### Excerpts of annotation records
********************

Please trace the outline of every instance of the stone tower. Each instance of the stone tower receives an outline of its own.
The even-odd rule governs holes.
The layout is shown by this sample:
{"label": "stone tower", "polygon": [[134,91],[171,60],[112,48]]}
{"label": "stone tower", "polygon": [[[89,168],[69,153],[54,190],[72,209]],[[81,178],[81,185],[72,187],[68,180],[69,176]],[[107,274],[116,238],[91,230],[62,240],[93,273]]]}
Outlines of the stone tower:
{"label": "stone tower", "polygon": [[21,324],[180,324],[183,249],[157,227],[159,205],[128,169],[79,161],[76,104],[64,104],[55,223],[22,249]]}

********************

### Exercise goal
Convert the data above into a two-column CSV with the headers request and answer, giving one row per request. Put each value in a single quoted field and replace any line breaks with spaces.

### Exercise response
request,answer
"Please trace the outline of every instance of the stone tower. Each instance of the stone tower receives an outline of its own. The even-odd rule governs holes. The layout is shown by this sample: {""label"": ""stone tower"", ""polygon"": [[134,91],[171,60],[112,48]]} {""label"": ""stone tower"", ""polygon"": [[[89,168],[69,153],[54,190],[72,209]],[[81,178],[81,185],[72,187],[68,180],[69,176]],[[107,274],[116,238],[91,230],[62,240],[93,273]]]} Outlines of the stone tower:","{""label"": ""stone tower"", ""polygon"": [[21,324],[180,324],[183,249],[157,227],[159,205],[128,169],[79,161],[76,104],[64,104],[55,223],[22,249]]}"